**YOUR TASKS**
1. In the trade-offs text, what is pessimistic locking said to be a poor fit for?
2. Please return everything in the trade-offs text from "Server-side scoring also" down to "accidentally rewrite history.", word for word.

**TEXT SHOWN**
▬▬▬▬▬▬
The in-memory index has similar trade-offs. It makes reads fast, but memory usage grows with event count. Rebuilding on startup is fine for hundreds or thousands of events. At larger sizes, startup time becomes operationally relevant. The next step might be a persisted index, segmented logs, or a database. Each option shifts cost between write latency, startup recovery, memory, and implementation complexity.

The promise-based write queue is also scoped. It provides in-process serialization. It does not solve multiple Node.js workers, multiple containers, or NFS behavior. A production version would need a clear single-writer model or a storage system with well-defined concurrent append semantics. This is a recurring pattern in backend systems: a correct local lock can become incorrect when the deployment topology changes.

The assessment system makes the opposite trade-off. It relies on the database for integrity, which is usually the right call for business workflows. Constraints, transactions, and locks keep state coherent across application instances. The cost is that database contention becomes part of the design.

Pessimistic locking is clear and correct for the active-assessment limit, but it serializes creation per employer. That is probably acceptable because assessment creation is not a high-frequency path. It would be a poor fit for a hot counter updated thousands of times per second. For a hotter workload, the design might use a materialized quota row, an atomic update with a conditional predicate, or a queue. The correct mechanism depends on contention, latency budget, and how expensive a rejected operation is.

Unique constraints for duplicate submissions are almost always worth it. They are simple, local, and reliable. The trade-off is API design: the service must translate database errors into stable domain errors rather than leaking raw SQL failures. That translation layer is not optional if clients depend on predictable responses.

Server-side scoring also carries product trade-offs. It protects correctness, but it requires careful versioning. If an employer edits a question after candidates have taken an assessment, should old submissions be scored against the old answer or the new one? A mature design would snapshot assessment questions at publish time or make published assessments immutable. Otherwise, the system can accidentally rewrite history.

The file parser is the most debatable decision. Avoiding a dependency can reduce package risk and make the implementation easier to audit, but file formats are full of edge cases. A minimal XLSX parser is acceptable when the accepted format is narrow and well tested. It becomes risky if users expect full Excel compatibility: formulas, merged cells, dates, styles, shared string variants, multiple sheets, and unusual compression cases. The pragmatic approach is to define the supported input contract clearly and reject anything outside it with useful errors.
▬▬▬▬▬▬
**LISTED ENTRIES**
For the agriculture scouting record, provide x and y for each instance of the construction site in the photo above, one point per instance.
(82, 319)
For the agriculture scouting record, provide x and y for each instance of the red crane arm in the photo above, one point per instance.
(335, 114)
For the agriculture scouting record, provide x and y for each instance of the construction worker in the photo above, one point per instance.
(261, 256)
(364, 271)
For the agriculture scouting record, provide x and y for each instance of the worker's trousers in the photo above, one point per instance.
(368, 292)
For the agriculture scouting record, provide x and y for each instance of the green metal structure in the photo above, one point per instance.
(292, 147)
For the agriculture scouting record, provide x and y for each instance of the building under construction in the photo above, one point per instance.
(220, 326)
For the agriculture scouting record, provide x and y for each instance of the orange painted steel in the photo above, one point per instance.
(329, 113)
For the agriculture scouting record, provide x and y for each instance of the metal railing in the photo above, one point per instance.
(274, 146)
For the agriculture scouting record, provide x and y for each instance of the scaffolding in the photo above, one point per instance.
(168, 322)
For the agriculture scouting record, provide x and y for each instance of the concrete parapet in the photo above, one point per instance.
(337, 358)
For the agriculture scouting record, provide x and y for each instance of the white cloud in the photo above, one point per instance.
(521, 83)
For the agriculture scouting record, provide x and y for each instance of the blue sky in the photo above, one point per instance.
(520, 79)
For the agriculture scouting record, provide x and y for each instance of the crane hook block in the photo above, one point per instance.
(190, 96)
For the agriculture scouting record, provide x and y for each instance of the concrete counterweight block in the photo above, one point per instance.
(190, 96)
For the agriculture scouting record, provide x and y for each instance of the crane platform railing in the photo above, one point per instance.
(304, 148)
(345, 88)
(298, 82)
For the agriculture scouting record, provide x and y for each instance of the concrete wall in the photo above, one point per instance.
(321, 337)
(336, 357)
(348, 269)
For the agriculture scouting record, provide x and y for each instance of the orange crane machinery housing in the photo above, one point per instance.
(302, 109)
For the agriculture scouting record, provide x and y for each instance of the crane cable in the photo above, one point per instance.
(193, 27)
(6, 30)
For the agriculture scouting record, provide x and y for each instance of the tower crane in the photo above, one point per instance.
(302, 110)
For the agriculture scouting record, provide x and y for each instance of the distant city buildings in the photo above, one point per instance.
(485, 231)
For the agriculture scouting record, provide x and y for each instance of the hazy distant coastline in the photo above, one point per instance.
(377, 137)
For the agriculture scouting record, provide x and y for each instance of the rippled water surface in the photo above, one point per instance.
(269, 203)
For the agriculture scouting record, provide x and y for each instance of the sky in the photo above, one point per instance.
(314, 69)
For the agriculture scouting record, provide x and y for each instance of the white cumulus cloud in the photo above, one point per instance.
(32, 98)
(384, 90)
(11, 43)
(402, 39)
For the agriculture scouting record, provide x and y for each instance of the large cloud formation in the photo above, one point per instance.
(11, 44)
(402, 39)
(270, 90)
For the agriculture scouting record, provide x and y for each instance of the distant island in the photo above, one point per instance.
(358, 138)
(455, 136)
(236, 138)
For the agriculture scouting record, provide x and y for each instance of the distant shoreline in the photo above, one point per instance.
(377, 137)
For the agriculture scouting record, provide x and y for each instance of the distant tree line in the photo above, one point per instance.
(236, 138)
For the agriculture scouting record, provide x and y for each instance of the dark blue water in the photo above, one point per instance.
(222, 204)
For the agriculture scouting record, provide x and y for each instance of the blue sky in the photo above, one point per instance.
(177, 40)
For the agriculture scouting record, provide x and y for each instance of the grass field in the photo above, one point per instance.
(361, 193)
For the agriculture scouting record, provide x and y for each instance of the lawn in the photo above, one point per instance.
▬▬▬▬▬▬
**OUTPUTS IN ORDER**
1. A hot counter updated thousands of times per second.

2.
Server-side scoring also carries product trade-offs. It protects correctness, but it requires careful versioning. If an employer edits a question after candidates have taken an assessment, should old submissions be scored against the old answer or the new one? A mature design would snapshot assessment questions at publish time or make published assessments immutable. Otherwise, the system can accidentally rewrite history.